→ **TASK OBJECTIVE**:
Continue the patch text below, picking up right after its final line.

→ **PAGE TEXT**:
..............................
From e2c57f2dbe9c6184873739cc965c23bf8fd0a077 Mon Sep 17 00:00:00 2001
From: Joerg Martin <joerg.martin@ptb.de>
Date: Wed, 2 Feb 2022 11:16:33 +0100
Subject: [PATCH] Introduced normalize for normalized data

---
 EIVPackage/EIVData/cubic.py                   | 14 ++++++----
 EIVPackage/EIVData/linear.py                  | 14 ++++++----
 EIVPackage/EIVData/quadratic.py               | 14 ++++++----
 EIVPackage/EIVData/repeated_sampling.py       | 14 ++++++----
 EIVPackage/EIVData/sine.py                    | 14 ++++++----
 Experiments/configurations/eiv_cubic.json     |  1 +
 Experiments/configurations/eiv_linear.json    |  1 +
 Experiments/configurations/eiv_quadratic.json |  1 +
 Experiments/configurations/eiv_sine.json      |  1 +
 Experiments/configurations/noneiv_cubic.json  |  1 +
 Experiments/configurations/noneiv_linear.json |  1 +
 .../configurations/noneiv_quadratic.json      |  1 +
 Experiments/configurations/noneiv_sine.json   |  1 +
 Experiments/evaluate_metrics.py               | 22 +++++++++++-----
 Experiments/plot_coverage.py                  | 15 ++++++++---
 Experiments/plot_prediction.py                | 26 ++++++++++++++-----
 Experiments/train_eiv.py                      |  7 ++++-
 17 files changed, 105 insertions(+), 43 deletions(-)
..............................
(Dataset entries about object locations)

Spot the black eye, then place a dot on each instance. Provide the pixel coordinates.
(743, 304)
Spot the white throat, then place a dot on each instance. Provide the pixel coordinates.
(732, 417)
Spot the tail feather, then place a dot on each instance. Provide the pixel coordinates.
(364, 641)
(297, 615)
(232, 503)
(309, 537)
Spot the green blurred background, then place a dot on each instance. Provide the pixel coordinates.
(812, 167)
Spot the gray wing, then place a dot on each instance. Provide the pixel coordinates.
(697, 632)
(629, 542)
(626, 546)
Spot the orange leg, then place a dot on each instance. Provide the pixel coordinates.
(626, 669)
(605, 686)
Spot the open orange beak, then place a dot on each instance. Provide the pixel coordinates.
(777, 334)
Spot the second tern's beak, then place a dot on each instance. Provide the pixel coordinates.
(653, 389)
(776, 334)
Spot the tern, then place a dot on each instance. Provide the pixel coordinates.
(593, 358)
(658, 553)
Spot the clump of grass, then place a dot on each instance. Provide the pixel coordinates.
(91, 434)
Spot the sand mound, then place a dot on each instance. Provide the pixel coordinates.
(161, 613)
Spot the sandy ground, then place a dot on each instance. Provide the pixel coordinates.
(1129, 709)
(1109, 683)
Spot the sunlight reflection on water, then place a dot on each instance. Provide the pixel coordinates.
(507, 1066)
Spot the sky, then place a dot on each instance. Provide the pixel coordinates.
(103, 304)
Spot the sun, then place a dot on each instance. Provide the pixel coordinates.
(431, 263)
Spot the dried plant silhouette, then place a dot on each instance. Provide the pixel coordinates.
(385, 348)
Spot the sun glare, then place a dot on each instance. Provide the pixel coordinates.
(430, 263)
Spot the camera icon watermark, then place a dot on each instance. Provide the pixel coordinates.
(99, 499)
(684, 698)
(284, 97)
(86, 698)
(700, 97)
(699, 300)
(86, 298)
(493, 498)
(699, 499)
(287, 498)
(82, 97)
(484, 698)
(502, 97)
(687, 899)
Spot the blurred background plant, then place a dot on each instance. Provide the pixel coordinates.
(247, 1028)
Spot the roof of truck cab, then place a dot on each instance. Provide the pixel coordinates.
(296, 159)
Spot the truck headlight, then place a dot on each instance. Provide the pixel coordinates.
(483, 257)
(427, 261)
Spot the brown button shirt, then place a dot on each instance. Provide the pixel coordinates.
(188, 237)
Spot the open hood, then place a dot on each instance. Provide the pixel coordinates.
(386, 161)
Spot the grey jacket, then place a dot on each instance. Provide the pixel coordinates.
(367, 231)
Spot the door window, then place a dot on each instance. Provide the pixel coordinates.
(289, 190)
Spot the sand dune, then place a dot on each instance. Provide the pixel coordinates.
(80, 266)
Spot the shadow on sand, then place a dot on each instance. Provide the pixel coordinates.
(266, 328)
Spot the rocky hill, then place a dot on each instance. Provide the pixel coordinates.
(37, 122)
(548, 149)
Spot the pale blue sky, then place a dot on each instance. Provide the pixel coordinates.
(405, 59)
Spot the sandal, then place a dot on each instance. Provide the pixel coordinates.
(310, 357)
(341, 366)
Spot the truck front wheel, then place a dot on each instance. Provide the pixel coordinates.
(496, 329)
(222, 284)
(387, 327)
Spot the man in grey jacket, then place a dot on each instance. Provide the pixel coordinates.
..............................
→ **ANSWER TO THE PROBLEM**:
diff --git a/EIVPackage/EIVData/cubic.py b/EIVPackage/EIVData/cubic.py
index c4a0654..6b11da7 100644
--- a/EIVPackage/EIVData/cubic.py
+++ b/EIVPackage/EIVData/cubic.py
@@ -53,11 +53,15 @@ def load_data(seed=0, splitting_part=0.8, normalize=True,
             seed_list=seeds[1:3],
             normalize=normalize,
             return_normalization=True)
-    def normalized_func(x):
-        unnormalized_x = unnormalize_tensor(x, normalization_list[0])
-        y = func(unnormalized_x)
-        normalized_y = normalize_tensor(y, normalization_list[1])
-        return normalized_y
+    if normalize:
+        def normalized_func(x):
+            unnormalized_x = unnormalize_tensor(x, normalization_list[0])
+            y = func(unnormalized_x)
+            normalized_y = normalize_tensor(y, normalization_list[1])
+            return normalized_y
+    else:
+        def normalized_func(x):
+            return func(x)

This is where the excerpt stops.